→ SOURCE PASSAGE:

--- begin ---

Limerence upends life.

Whatever your situation when a new LO appears in your world, everything changes.

The disruption is probably most severe if the limerent is already in a long-term relationship and the limerence was unexpected.

A common lament for limerents in this situation is: 

I don’t know what I want!

To an outsider this can seem self-centred and indecisive – or at least that you are an ineffectual ditherer who needs to pull themselves together and commit. But, as I so often emphasise when thinking about recovery, limerence is happening inside your head, and just between you and me, things are a bit of a mess in there.

Artist’s impression: more Pollack than Mondrian

To get some clarity about what you want, you’ll need to try and tidy things up a bit.

Limerence scrambles your judgement

The first important point to note is that limerence is an altered mental state.

Your neurochemistry is in turbulence compared to the resting state of normal life, and this really does have a profound impact on your ability to process information.

Your perception is altered, your motivational drives are skewed (towards one gigantic centre of attraction), your mood is all over the place – all those subconscious drives and urges are turbocharged.

In contrast, your executive brain is half-asleep. It’s been dulled into submission by the relentless cry of “WANT”.

Most of the time, our executive is lazy. It lets things run on autopilot, with most of our life defined by habits and heuristics. It only gets involved with decision making when it absolutely has to. Otherwise high-level cognition is a waste of energy.

If the executive does intervene, it essentially holds a committee meeting, listening to all the various subconscious urges and making sense of the wider context.

To push this analogy to breaking point: when you are limerent, it is as though the executive committee has become wildly undisciplined. Half the time, limerent urges just completely subvert the whole system by acting unilaterally, and the other half of the time they hectoring the chairman about how critical it is to do exactly what they say, now! and offering rationalisations as to why it’s so imperative.

The chairman sits in the middle of this bedlam wondering how he or she lost control of what used to be an efficient, well-regulated management board.

The gulf between wanting and craving

One of the main reasons for this breakdown in orderly decision making is the overbearing dominance of limerent craving.

Normally, when we are trying to assess what we want, we do not have to accommodate a crushing, urgent craving in our deliberations. Even very important decisions (what job do I want, where do I want to live, do I want to have children?) are usually reached by a process of weighing multiple factors – some emotional, some practical, some intellectual.

In the service of making a good decision, we use our executive judgement to try and balance these factors out to the best of our ability.

I’m not saying it’s easy, but it is at least deliberate and considered.

That sort of composure is hard to maintain in the face of a limerence assault. When your reward system is in overdrive, and your body is responding to LO with visceral excitement, the rational factors (I’m married; they are a bad person; they have totally different goals from me; I don’t want to feel like this) offer flimsy resistance.

Even worse, the strength of limerent feeling is often mistaken for the importance of the LO for our own happiness. In reality, these factors are not obviously aligned, and can even be in direct opposition.

Ask anyone who has ever bonded to a narcissist

Love is happiness, limerence is pleasure

Similar to the gulf between wanting and craving, is the gulf between happiness and pleasure.

Happiness is the long-term sense of contentedness with life, that you are at peace in the world, pleased with your choices and the way your life is playing out. There will be sadness, of course, there will be ups and downs of the emotional landscape, but the basic, default, setting is one of harmony.

--- end ---

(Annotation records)
--- begin ---

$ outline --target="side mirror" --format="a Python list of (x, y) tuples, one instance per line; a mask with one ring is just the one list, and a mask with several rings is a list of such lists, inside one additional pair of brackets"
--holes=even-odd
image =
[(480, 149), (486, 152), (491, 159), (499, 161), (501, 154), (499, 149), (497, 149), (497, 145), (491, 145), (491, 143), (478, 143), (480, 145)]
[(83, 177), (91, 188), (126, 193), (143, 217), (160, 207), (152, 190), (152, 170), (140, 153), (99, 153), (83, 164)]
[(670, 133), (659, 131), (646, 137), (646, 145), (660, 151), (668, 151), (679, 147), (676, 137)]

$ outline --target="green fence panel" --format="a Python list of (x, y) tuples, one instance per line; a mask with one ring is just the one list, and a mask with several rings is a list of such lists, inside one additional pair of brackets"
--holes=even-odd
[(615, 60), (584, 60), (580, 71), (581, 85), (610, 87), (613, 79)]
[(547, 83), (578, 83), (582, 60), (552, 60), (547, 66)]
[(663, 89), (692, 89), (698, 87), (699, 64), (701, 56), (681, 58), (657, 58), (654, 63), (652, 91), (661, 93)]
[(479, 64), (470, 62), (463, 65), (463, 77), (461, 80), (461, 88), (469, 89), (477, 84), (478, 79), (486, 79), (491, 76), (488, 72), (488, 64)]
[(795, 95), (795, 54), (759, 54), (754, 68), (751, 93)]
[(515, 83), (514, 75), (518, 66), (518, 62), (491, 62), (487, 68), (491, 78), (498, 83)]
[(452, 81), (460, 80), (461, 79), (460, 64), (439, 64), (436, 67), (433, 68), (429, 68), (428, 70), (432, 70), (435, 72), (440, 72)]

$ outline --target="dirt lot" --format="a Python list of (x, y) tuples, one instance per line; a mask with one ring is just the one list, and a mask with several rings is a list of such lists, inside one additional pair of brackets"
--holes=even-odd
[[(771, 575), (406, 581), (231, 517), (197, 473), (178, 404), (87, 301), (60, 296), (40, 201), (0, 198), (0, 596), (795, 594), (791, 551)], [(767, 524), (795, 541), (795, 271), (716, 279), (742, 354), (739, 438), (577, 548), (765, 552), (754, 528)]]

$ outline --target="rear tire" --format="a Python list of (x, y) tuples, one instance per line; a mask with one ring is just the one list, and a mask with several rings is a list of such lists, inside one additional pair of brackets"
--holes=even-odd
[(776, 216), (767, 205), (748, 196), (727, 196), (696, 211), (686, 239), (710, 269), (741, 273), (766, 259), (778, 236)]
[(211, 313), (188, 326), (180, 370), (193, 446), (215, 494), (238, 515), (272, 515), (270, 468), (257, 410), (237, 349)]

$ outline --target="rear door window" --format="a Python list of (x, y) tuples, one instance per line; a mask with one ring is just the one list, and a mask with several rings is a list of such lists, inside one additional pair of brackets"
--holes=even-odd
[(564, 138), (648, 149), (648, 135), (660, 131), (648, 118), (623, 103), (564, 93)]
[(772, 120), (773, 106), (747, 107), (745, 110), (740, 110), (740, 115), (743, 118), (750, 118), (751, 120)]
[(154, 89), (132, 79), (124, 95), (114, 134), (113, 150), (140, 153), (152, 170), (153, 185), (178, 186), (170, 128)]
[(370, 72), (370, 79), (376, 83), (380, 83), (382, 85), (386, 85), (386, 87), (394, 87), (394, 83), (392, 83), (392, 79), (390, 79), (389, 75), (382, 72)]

--- end ---

→ GIVEN INSTRUCTION: Extract the stretch of the limerence passage from "To push this" through "it’s so imperative.", copying it word for word.

→ THE OUTPUT:
To push this analogy to breaking point: when you are limerent, it is as though the executive committee has become wildly undisciplined. Half the time, limerent urges just completely subvert the whole system by acting unilaterally, and the other half of the time they hectoring the chairman about how critical it is to do exactly what they say, now! and offering rationalisations as to why it’s so imperative.